> [TASK REQUIREMENTS] Reproduce word for word everything in the records from the line containing "of the tree" down to the line containing "x=596, y=196", including both of those lines.

[Start SUPPLIED DATA]

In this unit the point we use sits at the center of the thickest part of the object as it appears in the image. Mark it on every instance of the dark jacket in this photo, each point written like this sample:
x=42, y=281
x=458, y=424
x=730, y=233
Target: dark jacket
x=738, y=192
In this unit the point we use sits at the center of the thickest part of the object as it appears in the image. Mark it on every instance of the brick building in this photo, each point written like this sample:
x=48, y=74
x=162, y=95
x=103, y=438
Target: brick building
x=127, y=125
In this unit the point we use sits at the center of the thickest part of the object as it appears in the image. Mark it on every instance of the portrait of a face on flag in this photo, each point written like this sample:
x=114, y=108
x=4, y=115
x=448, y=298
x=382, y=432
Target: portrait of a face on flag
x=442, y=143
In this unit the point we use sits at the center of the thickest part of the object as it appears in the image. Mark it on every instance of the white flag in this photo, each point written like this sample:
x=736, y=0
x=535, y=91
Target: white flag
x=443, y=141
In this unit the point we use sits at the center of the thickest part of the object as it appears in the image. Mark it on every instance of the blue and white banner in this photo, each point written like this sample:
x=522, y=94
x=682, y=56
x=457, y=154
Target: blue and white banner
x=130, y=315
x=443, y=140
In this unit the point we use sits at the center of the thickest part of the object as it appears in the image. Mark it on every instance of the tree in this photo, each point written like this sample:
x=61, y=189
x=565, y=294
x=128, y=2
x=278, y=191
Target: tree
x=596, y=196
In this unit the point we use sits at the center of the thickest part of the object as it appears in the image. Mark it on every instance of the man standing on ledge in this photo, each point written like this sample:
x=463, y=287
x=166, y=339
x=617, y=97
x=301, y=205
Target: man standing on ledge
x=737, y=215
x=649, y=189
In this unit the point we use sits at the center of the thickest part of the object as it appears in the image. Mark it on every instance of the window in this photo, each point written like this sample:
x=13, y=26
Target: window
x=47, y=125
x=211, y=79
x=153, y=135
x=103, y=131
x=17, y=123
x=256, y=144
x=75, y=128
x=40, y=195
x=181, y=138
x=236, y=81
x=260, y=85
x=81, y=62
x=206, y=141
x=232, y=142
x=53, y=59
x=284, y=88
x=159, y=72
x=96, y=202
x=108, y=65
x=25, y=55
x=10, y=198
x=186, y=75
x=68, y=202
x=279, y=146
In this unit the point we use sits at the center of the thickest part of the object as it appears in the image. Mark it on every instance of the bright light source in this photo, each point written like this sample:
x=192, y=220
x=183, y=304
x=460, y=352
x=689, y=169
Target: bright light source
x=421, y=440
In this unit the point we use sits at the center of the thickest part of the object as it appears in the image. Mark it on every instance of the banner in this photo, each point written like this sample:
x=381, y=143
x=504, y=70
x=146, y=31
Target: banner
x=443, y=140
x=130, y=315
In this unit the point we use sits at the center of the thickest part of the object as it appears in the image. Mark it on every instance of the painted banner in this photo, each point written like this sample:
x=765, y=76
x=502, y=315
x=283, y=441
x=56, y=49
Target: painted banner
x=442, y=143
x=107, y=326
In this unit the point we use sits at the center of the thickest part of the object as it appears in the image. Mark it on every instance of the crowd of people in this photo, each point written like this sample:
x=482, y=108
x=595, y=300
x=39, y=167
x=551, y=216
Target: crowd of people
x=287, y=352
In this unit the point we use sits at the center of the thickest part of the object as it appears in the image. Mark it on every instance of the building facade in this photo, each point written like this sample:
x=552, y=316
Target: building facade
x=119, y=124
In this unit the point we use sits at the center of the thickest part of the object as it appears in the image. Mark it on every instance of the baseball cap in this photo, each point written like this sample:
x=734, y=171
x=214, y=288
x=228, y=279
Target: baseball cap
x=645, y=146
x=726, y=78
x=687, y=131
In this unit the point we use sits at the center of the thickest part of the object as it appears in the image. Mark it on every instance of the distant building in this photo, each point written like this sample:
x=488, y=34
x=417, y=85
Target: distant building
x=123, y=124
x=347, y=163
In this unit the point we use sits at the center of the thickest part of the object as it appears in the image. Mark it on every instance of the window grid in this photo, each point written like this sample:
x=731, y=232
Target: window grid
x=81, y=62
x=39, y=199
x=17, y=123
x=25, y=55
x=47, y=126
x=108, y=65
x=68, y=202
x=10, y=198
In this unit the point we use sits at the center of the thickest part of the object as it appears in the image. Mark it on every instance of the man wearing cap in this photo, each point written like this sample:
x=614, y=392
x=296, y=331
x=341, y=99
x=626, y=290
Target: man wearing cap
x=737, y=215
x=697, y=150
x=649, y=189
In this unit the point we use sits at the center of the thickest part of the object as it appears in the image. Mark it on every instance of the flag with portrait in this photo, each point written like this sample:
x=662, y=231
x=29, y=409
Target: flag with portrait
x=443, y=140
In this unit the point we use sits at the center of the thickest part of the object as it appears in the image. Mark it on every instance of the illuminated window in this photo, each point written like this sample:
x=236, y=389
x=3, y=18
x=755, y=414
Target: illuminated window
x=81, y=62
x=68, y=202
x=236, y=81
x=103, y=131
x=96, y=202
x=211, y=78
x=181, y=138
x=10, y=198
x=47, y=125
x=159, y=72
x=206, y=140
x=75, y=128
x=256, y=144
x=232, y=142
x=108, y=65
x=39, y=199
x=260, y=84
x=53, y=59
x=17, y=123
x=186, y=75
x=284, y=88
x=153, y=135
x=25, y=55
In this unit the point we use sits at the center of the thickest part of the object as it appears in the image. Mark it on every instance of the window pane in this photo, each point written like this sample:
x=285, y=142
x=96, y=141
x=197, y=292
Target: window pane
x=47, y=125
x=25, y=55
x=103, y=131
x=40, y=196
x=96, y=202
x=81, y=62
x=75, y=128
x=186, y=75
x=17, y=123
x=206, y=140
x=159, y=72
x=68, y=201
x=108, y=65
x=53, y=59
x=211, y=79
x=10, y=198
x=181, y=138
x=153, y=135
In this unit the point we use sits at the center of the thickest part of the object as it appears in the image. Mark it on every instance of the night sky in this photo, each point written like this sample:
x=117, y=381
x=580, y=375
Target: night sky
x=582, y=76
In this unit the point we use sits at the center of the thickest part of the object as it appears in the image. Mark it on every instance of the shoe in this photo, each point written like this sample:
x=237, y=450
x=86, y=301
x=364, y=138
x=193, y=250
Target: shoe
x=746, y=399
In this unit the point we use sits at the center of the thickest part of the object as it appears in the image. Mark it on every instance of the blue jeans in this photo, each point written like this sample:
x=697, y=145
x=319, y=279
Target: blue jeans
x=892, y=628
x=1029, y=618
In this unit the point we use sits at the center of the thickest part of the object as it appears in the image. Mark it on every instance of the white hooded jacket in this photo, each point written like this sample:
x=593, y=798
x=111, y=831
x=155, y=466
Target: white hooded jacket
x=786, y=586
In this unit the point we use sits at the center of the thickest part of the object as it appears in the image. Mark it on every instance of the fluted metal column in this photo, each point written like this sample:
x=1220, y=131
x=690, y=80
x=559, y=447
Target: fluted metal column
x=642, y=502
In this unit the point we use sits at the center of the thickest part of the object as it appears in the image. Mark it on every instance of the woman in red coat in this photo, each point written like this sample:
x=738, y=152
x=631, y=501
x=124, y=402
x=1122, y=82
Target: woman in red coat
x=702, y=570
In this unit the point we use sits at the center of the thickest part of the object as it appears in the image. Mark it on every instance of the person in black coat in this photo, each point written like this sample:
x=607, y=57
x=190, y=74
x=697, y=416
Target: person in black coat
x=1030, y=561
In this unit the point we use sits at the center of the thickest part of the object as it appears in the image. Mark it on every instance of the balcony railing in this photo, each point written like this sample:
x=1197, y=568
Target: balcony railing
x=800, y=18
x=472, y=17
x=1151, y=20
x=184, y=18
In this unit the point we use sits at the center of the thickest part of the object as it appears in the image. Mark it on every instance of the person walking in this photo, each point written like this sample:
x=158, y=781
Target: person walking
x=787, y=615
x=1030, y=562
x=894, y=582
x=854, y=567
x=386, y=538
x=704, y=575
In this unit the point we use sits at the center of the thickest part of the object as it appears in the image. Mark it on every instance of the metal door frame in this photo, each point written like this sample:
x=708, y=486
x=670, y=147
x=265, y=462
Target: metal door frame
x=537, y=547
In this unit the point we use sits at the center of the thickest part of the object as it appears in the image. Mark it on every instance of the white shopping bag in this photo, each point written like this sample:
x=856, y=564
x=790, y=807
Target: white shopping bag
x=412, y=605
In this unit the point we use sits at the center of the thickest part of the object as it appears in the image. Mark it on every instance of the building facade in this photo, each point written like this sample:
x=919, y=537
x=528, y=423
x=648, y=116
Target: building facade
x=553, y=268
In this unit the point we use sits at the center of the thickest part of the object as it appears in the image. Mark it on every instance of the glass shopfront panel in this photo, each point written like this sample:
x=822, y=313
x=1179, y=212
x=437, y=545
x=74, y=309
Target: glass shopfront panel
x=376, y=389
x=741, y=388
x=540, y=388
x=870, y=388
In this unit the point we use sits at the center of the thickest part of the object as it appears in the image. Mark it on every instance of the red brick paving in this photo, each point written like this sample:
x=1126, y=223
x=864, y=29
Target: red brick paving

[End SUPPLIED DATA]

> [SOLUTION]
In this unit the point we use sits at the center of the thickest part of the object as it appears in the image. Mark it on every instance of the tree in this photo, each point written like this sample:
x=61, y=189
x=565, y=294
x=128, y=2
x=278, y=191
Target: tree
x=596, y=196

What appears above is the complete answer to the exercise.